_Aim of the task_.
Read the data and repeat it in full, exactly.

_Records provided_.
──────────
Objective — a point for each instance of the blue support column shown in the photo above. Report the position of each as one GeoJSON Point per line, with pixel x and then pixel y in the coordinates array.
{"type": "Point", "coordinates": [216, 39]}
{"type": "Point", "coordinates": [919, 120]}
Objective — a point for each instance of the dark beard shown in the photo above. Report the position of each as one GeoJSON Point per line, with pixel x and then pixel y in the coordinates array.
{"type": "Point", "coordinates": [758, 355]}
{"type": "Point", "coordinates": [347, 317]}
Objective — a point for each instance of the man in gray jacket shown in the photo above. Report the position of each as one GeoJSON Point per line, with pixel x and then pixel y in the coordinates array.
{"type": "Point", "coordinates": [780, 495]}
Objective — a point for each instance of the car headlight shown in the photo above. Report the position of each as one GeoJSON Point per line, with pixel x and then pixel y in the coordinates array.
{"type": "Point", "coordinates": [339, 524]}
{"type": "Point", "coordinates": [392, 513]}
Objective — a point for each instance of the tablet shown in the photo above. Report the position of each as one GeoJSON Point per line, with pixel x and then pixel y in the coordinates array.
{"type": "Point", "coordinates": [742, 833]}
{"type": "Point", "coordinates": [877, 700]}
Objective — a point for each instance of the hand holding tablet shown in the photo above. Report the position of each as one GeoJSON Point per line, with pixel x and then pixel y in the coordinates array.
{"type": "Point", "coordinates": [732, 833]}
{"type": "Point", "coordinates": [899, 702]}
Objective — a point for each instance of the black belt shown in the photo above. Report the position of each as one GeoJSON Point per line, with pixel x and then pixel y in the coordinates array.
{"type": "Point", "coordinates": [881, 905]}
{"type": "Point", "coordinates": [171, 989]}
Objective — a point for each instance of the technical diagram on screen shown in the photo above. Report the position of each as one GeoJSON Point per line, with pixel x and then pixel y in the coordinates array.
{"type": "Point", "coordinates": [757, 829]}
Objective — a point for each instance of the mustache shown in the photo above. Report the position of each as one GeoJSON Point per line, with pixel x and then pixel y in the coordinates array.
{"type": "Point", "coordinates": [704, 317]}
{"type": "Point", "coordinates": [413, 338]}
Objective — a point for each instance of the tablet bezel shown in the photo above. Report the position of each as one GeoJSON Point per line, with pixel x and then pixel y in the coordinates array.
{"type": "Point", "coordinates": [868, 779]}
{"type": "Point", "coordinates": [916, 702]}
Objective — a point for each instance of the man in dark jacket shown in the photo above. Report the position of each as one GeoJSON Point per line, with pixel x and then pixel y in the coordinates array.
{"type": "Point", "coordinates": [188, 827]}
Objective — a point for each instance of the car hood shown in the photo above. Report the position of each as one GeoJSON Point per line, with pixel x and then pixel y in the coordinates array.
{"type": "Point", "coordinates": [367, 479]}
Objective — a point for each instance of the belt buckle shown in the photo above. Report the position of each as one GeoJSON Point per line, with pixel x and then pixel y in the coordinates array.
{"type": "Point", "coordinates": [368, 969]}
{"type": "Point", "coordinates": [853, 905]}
──────────
_Exercise solution_.
Objective — a point for each instance of the blue support column shown in the photo above. Report the position of each as one GeoJSON Point per line, with pixel x and then pixel y in the coordinates array.
{"type": "Point", "coordinates": [216, 39]}
{"type": "Point", "coordinates": [919, 120]}
Objective — a point for each instance of the dark beard shown in the photo above. Report the position of each as one GeoJSON Point per line, with pixel x and then pixel y in the coordinates array.
{"type": "Point", "coordinates": [758, 355]}
{"type": "Point", "coordinates": [347, 317]}
Objective — a point for each instance of the man in gray jacket shown in the photo above. Report the position of each as one GeoJSON Point per line, with pixel x and then pixel y in the coordinates array.
{"type": "Point", "coordinates": [780, 495]}
Objective — a point for each instance of the car headlight shown in the photo above. Report the position of each as one GeoJSON Point per line, with pixel x and then pixel y in the coordinates array.
{"type": "Point", "coordinates": [339, 524]}
{"type": "Point", "coordinates": [392, 513]}
Objective — a point for each instance of the tablet shown in the photo above. Report the position of each as one GeoJSON Point per line, with pixel x and then pixel y in the coordinates array.
{"type": "Point", "coordinates": [742, 833]}
{"type": "Point", "coordinates": [877, 700]}
Objective — a point for each instance of the hand holding tablet shown in the photo above. Report the position of each as one GeoJSON Point per line, with pixel x and then pixel y in the coordinates array.
{"type": "Point", "coordinates": [732, 833]}
{"type": "Point", "coordinates": [899, 702]}
Objective — a point for each instance of the black belt shown in the photo above. Report the position of each as one GeoJSON Point per line, with pixel x and then pixel y in the coordinates array.
{"type": "Point", "coordinates": [881, 905]}
{"type": "Point", "coordinates": [171, 989]}
Objective — a point for each instance of the technical diagram on screen shown in the photo above. Report the position of each as one GeoJSON Point per line, with pixel x and then pixel y in the coordinates array.
{"type": "Point", "coordinates": [757, 829]}
Objective — a point for each instance of the mustache shown in the photo above. Report the position of each as one GeoJSON Point per line, with pixel x and then pixel y in the coordinates array.
{"type": "Point", "coordinates": [704, 317]}
{"type": "Point", "coordinates": [413, 338]}
Objective — a point for each instance of the tablet bezel shown in the photo above. Report the position of each as one GeoJSON Point per line, with pixel x and then pixel y in the coordinates array.
{"type": "Point", "coordinates": [868, 779]}
{"type": "Point", "coordinates": [916, 702]}
Objective — a point for each instance of the man in dark jacket shown in the photo above. Report the position of each as one GeoJSON Point per line, with pixel x and then pixel y in the coordinates array.
{"type": "Point", "coordinates": [188, 827]}
Objective — a point for each instance of the car hood shown in the photo above. Report the position of each as one GeoJSON Point per line, with pixel x and then pixel y in the coordinates array.
{"type": "Point", "coordinates": [367, 479]}
Objective — a point for each instance of the belt buckle shown in the photo above. Report the position of each as one GeoJSON Point per line, with pixel x and then pixel y in the coordinates array.
{"type": "Point", "coordinates": [368, 969]}
{"type": "Point", "coordinates": [853, 905]}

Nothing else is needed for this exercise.